**CONSIGNE DONNÉE A**. Selon l'extrait sur le litige relatif au véhicule, à quelle date l'expert judiciaire a-t-il déposé son rapport ?

**EXTRAIT RETENU**.
════════════════

Dès les premiers kilomètres d'utilisation du véhicule, Monsieur P. a constaté des anomalies de fonctionnement qui, malgré de multiples interventions de la société Garage D., se sont manifestées à répétition.

Par courriers en date des 7 et 25 octobre 2013, Monsieur P. a, par l'intermédiaire de son conseil, demandé à la SARL M. Sport de reprendre le véhicule, sans que cette dernière n'honore son engagement. Il a alors contacté sa protection juridique, Groupama, qui a mandaté le cabinet BCA afin de réaliser une expertise amiable contradictoire. Ce dernier a déposé un rapport le 30 octobre 2014.

Par ordonnance en date du 28 avril 2015, sur une assignation du 25 mars 2015, le juge des référés a ordonné une expertise judiciaire confiée à Monsieur Antoine C.. L'expert a déposé son rapport le 30 décembre 2016.

════════════════

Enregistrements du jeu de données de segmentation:

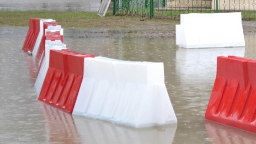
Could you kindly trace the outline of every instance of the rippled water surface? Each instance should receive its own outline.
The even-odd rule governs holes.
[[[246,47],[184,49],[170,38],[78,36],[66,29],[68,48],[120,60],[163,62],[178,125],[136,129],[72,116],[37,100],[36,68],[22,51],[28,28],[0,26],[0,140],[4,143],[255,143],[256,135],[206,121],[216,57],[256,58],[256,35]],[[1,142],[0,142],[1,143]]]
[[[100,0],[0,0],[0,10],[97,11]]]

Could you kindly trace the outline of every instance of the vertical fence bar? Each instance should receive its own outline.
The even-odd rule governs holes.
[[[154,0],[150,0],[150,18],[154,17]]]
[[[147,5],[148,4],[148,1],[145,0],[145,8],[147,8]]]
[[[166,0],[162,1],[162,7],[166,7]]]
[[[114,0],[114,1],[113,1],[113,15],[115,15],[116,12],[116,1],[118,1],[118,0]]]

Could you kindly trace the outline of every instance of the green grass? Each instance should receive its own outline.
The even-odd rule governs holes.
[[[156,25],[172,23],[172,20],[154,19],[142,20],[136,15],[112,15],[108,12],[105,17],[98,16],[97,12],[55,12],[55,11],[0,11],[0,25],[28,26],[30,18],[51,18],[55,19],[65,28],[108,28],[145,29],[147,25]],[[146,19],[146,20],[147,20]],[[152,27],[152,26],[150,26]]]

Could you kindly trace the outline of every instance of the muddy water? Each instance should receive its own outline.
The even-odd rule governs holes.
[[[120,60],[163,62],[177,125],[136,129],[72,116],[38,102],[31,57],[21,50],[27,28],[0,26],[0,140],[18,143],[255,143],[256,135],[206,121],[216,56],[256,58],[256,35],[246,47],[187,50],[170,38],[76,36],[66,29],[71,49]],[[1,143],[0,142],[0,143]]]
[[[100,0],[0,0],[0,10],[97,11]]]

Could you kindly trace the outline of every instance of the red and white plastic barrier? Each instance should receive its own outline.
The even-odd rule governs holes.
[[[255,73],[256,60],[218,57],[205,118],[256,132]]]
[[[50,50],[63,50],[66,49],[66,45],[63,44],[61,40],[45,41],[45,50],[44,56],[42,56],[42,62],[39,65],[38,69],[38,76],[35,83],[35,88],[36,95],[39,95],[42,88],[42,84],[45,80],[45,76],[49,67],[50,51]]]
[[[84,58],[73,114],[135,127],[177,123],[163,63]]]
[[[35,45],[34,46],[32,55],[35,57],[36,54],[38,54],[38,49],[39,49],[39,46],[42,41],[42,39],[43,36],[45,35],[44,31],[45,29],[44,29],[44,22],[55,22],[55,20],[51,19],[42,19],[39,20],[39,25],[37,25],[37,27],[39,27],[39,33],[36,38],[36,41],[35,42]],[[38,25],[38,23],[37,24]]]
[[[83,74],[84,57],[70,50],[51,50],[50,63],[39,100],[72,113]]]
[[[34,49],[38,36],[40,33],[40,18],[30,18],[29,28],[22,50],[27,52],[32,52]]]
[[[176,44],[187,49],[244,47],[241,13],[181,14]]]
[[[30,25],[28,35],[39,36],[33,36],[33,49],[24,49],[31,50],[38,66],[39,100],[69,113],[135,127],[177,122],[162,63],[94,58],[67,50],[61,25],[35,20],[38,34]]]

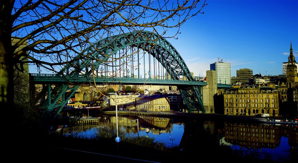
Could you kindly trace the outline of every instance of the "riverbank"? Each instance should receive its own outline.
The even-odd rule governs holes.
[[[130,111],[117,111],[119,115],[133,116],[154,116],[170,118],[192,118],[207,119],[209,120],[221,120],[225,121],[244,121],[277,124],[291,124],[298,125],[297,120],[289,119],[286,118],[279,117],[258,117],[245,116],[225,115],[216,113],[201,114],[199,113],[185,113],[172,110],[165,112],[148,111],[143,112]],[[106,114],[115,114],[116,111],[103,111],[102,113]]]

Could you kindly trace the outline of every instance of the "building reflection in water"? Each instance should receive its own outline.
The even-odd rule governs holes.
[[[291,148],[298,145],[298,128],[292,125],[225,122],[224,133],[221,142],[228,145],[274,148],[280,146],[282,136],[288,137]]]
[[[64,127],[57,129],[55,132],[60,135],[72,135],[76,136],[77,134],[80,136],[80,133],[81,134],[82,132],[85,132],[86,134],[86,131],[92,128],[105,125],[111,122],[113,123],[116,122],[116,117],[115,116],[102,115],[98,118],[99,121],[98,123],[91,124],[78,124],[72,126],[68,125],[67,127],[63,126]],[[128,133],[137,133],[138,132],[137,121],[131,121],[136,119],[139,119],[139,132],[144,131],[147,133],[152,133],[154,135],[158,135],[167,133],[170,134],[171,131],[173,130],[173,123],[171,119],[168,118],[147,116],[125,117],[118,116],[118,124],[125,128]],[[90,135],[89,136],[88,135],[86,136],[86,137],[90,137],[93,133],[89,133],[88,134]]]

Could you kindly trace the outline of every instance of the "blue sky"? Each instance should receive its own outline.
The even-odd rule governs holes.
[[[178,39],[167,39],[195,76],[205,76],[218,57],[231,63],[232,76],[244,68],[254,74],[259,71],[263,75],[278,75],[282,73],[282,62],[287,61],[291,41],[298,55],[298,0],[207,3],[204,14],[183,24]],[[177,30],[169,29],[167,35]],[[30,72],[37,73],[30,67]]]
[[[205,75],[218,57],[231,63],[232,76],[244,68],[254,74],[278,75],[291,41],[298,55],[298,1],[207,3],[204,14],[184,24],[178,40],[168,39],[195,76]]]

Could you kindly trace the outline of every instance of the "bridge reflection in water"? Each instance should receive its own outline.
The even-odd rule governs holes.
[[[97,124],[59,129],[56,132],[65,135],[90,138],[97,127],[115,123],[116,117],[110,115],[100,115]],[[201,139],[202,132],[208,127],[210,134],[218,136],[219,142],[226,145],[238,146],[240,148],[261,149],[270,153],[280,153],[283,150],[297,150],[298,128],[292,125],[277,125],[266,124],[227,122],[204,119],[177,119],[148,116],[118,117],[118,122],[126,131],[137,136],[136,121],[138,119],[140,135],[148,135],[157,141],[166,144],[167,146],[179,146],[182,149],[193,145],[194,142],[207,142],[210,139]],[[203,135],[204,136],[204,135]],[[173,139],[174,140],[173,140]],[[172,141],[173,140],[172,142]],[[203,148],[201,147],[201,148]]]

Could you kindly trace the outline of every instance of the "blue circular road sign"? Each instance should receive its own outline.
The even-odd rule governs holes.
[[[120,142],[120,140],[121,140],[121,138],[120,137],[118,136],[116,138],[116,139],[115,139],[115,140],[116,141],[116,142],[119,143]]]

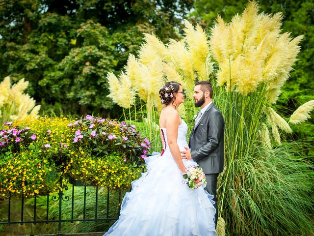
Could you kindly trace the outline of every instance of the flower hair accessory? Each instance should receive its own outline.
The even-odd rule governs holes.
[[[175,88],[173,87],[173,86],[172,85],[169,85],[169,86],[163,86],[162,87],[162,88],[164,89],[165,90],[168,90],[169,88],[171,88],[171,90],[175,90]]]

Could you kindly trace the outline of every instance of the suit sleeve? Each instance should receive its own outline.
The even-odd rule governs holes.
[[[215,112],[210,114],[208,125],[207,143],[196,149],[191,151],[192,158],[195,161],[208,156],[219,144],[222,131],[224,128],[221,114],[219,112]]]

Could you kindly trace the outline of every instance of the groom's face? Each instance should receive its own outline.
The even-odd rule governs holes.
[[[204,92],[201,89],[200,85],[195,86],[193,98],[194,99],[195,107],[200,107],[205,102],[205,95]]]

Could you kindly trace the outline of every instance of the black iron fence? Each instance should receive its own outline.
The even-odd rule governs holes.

════════════════

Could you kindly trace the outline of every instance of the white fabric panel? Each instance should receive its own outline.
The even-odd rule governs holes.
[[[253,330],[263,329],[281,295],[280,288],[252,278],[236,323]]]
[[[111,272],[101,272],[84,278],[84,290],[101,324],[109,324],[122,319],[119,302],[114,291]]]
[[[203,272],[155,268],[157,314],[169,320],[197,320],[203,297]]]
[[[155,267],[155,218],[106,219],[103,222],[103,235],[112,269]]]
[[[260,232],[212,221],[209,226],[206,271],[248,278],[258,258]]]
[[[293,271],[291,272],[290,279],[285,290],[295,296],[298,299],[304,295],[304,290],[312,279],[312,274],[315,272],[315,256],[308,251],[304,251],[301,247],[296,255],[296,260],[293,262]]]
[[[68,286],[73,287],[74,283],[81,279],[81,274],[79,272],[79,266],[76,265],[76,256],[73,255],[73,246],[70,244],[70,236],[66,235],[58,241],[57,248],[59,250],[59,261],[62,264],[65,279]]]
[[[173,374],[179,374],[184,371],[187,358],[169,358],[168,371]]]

════════════════

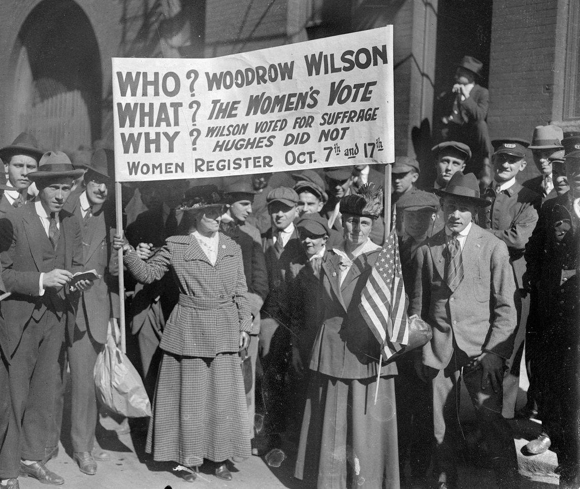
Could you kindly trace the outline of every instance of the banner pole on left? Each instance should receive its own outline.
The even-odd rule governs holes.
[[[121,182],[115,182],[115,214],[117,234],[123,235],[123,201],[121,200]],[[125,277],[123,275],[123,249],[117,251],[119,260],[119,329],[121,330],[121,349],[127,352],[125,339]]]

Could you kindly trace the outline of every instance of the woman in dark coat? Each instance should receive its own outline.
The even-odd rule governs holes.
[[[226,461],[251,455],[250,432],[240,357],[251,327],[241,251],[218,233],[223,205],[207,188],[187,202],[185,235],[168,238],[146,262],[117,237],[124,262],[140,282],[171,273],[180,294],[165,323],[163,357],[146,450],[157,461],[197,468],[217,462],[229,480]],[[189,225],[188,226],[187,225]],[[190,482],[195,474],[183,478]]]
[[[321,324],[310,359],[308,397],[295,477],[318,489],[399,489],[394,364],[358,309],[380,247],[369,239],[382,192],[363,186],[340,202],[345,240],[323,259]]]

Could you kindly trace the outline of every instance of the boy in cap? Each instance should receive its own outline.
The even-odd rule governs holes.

════════════════

**CONSIGNE DONNÉE B**. Reproduisez les enregistrements en substituant « striped plastic barrier » à « red and white plastic barrier », depuis la ligne comportant « barrier? Each instance should receive its own outline. » jusqu'à celle comportant « [[[84,58],[73,114],[135,127],[177,123],[163,63]]] » incluse, sans autre modification. Ne renvoyez que ces lignes.

**RÉPONSE A**. Le 30 décembre 2016.

**RÉPONSE B**.
Could you kindly trace the outline of every instance of the striped plastic barrier? Each instance should receive its own outline.
The even-odd rule governs holes.
[[[255,73],[256,60],[218,57],[205,118],[256,132]]]
[[[50,50],[63,50],[66,49],[66,45],[63,44],[61,40],[45,41],[45,50],[44,56],[42,56],[42,62],[39,65],[38,69],[38,76],[35,83],[35,88],[36,95],[39,95],[42,88],[42,84],[45,80],[45,76],[49,67],[50,51]]]
[[[84,58],[73,114],[135,127],[177,123],[163,63]]]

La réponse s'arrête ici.